ビッグバン直後に起きたビッグバン元素合成による軽元素元素存在度、および宇宙マイクロ波背景放射(CMB)のパワースペクトルから制限される宇宙におけるバリオン(通常の物質)の量(宇宙の臨界密度の約5%)に対して、現在の(近傍の)宇宙で観測されるバリオンの量が少ないという矛盾を指す言葉。現在の宇宙に観測されていないバリオンがあることを意味するので、ミッシングマスにちなんでそれをミッシングバリオンまたはダークバリオンという。
現在の標準宇宙モデルによると、宇宙はダークエネルギー(約69%)、ダークマター(約26%)、バリオン(約5%)から構成されている。2012年時点での調査によると、この5%のバリオンのうちで、重力の影響で塊となって存在する銀河、銀河を包み込む銀河周辺物質、および銀河団内にある銀河間物質は約18%、塊ではなく広く広がった温度103-105 Kと比較的低温度の銀河間物質が約28%、それより高温(105-107 K)の中高温銀河間物質(Warm and Hot Intergalactic Medium: WHIM)が約25%で、残りの約29%が観測されていないミッシングバリオンである(図参照)。

▶ [依頼内容] 本文のうち「ビッグバン直後に起きたビッグ」から始まり「またはダークバリオンという。」で終わる部分を、「ミッシングマス」を「失われた質量」に差し替えて書き直すこと。 データはこの作業に関係しない。

▶ [データ一覧]
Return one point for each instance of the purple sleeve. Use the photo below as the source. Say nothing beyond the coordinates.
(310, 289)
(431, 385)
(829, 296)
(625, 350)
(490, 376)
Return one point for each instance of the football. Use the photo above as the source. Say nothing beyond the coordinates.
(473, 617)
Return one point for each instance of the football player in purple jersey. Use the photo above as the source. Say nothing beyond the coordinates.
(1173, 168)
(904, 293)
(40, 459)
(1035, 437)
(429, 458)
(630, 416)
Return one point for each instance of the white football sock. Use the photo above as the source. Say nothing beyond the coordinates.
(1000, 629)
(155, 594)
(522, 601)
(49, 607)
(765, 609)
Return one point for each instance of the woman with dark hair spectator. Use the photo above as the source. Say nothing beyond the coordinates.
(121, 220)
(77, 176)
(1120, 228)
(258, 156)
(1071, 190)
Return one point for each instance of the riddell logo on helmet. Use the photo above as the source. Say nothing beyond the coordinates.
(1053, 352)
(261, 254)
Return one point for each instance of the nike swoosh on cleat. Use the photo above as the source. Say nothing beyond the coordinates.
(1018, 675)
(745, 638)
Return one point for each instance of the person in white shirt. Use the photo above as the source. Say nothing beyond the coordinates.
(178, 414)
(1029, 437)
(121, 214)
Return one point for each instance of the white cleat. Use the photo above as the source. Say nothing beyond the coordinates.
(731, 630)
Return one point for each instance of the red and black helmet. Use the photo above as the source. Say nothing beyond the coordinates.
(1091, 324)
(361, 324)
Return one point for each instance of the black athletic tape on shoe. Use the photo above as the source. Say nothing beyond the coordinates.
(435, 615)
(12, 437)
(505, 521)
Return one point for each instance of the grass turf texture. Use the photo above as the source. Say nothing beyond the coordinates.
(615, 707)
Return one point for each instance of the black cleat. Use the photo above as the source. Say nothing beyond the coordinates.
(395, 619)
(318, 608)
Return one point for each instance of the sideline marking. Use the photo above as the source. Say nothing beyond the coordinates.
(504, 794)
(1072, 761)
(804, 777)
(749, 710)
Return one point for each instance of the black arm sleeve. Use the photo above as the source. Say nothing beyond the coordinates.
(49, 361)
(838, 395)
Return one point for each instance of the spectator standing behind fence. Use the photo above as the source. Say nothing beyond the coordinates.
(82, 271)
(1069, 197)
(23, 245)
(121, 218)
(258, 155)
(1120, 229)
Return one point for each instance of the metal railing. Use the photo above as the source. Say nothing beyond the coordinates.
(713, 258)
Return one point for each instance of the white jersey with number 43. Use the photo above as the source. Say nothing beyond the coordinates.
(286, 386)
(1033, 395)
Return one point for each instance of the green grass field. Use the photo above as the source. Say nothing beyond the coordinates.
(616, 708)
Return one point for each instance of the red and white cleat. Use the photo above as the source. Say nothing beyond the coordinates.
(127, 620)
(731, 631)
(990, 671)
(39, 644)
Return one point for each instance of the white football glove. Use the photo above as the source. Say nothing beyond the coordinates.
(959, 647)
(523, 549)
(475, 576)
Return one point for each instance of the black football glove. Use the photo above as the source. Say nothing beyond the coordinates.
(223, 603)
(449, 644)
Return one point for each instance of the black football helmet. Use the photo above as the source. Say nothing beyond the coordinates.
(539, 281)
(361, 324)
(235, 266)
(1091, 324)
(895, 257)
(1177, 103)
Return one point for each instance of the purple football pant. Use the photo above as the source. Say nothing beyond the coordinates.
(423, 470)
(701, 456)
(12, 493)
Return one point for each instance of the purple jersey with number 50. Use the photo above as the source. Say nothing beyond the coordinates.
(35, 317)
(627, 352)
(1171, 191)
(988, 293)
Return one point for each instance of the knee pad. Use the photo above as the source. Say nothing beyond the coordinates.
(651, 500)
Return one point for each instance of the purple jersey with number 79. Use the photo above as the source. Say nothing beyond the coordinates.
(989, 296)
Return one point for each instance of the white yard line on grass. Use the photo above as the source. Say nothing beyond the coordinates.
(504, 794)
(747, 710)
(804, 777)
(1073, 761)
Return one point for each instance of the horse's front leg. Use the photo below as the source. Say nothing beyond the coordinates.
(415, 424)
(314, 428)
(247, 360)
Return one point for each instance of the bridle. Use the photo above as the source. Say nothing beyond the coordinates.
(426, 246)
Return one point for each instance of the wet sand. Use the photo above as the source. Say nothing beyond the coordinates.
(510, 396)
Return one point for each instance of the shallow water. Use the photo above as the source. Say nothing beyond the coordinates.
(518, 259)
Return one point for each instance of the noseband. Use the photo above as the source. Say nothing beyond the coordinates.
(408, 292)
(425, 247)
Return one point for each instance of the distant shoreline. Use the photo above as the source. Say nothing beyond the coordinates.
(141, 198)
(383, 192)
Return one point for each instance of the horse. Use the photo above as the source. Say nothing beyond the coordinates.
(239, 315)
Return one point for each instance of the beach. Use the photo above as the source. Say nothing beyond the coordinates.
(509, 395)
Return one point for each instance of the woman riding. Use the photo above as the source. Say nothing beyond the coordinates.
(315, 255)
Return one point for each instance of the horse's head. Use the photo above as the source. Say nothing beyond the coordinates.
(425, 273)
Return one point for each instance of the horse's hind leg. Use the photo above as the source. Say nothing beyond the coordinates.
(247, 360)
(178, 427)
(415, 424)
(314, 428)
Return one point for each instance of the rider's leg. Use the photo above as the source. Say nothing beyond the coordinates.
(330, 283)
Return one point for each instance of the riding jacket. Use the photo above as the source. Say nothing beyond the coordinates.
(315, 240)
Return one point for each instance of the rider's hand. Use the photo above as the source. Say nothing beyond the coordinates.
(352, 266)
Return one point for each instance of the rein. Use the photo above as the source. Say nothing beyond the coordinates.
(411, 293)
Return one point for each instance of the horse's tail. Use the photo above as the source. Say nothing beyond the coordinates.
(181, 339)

▶ [回答全文]
ビッグバン直後に起きたビッグバン元素合成による軽元素元素存在度、および宇宙マイクロ波背景放射(CMB)のパワースペクトルから制限される宇宙におけるバリオン(通常の物質)の量(宇宙の臨界密度の約5%)に対して、現在の(近傍の)宇宙で観測されるバリオンの量が少ないという矛盾を指す言葉。現在の宇宙に観測されていないバリオンがあることを意味するので、失われた質量にちなんでそれをミッシングバリオンまたはダークバリオンという。